● **Assignment**: Here are some records; copy every line that holds the word "frame".

● **Listed entries**:
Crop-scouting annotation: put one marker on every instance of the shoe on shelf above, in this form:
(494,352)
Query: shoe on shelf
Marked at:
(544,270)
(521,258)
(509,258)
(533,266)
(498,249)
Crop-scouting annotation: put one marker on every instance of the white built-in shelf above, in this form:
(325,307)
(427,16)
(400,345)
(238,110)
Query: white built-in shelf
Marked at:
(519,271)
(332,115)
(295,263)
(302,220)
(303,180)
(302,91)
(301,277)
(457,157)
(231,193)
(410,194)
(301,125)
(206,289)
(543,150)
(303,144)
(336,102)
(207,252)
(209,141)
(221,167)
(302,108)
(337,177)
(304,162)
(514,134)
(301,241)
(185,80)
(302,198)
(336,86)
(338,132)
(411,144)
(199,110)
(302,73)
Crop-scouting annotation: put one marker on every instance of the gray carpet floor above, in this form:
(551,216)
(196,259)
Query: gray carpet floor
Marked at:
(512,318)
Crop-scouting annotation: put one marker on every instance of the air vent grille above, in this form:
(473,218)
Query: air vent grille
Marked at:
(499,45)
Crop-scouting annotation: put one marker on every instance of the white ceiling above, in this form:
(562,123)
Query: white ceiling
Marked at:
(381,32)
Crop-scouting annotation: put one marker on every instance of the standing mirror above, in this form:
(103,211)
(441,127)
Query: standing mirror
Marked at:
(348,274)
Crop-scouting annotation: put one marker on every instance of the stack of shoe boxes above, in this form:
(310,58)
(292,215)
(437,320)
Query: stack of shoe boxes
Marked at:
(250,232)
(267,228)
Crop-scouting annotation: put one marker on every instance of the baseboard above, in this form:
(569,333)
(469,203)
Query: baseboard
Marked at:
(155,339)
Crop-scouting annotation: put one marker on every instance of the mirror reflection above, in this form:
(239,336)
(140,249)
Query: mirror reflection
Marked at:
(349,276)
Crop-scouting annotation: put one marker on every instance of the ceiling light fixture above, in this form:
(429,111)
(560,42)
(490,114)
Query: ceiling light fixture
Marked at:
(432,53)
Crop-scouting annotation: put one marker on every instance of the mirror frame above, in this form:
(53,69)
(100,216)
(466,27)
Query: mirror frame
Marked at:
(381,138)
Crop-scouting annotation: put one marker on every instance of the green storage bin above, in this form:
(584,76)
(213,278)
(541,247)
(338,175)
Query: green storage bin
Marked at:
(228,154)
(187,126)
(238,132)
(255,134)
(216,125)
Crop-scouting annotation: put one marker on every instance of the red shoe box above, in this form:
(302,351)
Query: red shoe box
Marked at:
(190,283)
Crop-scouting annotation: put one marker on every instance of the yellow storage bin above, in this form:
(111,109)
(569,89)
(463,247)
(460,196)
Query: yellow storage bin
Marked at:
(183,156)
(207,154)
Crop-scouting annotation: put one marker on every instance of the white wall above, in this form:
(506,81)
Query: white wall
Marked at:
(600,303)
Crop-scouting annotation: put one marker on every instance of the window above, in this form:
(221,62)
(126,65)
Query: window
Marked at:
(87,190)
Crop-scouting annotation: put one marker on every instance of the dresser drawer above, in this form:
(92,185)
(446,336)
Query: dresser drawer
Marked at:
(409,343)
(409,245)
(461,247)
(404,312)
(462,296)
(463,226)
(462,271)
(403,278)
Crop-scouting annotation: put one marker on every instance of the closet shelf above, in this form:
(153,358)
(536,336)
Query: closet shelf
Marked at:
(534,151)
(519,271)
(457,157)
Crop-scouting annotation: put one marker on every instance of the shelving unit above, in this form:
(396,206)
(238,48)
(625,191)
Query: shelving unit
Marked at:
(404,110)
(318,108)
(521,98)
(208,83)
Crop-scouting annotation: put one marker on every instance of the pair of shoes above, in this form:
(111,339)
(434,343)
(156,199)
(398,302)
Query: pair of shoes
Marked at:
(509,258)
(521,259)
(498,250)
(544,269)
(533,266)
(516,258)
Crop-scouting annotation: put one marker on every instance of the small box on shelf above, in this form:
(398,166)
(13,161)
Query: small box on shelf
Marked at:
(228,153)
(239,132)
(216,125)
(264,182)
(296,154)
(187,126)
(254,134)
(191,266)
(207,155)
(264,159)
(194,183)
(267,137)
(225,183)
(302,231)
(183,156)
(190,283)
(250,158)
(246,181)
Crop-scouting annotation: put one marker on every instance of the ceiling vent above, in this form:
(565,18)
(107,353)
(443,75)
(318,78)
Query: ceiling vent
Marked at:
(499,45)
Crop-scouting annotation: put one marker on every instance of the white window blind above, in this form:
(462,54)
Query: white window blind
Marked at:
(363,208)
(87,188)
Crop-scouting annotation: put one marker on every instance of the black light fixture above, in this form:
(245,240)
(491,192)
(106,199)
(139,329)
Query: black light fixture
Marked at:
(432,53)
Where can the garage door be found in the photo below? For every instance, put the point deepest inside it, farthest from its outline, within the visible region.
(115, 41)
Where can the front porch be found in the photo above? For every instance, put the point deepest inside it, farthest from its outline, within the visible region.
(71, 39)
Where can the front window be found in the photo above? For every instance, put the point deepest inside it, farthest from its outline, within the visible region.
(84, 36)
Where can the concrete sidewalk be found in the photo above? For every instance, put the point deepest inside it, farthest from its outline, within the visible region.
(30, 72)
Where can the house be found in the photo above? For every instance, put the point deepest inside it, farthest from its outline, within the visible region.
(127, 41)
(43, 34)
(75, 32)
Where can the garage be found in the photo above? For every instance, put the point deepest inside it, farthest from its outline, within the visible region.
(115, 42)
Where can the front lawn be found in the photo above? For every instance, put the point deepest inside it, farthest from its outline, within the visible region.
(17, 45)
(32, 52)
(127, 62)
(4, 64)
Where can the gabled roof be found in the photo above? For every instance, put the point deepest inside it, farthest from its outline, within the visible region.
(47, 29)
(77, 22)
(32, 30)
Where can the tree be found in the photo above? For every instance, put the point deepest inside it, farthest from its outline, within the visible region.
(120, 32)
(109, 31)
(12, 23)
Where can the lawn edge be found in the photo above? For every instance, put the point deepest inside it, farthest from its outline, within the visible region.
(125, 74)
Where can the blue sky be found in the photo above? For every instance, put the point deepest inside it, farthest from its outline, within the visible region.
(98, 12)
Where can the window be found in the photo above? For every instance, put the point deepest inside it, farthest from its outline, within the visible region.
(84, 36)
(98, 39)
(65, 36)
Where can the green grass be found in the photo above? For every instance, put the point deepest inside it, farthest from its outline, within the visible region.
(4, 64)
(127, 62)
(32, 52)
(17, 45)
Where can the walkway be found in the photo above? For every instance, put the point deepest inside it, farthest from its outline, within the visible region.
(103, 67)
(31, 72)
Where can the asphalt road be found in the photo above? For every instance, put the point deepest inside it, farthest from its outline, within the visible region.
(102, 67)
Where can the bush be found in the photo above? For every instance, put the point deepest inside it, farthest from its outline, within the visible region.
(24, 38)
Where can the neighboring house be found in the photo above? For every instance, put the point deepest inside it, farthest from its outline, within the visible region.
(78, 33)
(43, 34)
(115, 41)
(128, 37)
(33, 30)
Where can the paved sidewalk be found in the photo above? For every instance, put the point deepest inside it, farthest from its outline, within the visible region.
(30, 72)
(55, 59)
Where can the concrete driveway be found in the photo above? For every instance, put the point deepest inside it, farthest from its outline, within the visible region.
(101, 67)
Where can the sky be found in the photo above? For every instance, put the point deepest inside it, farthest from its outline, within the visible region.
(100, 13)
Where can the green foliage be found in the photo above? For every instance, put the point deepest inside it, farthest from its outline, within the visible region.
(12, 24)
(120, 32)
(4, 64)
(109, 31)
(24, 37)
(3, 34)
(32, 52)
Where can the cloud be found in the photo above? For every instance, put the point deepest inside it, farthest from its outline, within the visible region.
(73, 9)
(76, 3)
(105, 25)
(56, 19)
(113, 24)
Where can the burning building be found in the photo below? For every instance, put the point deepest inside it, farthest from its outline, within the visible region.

● **Result**:
Crop-scouting annotation: put one marker on every instance of the mirror frame above, in this form:
Query: mirror frame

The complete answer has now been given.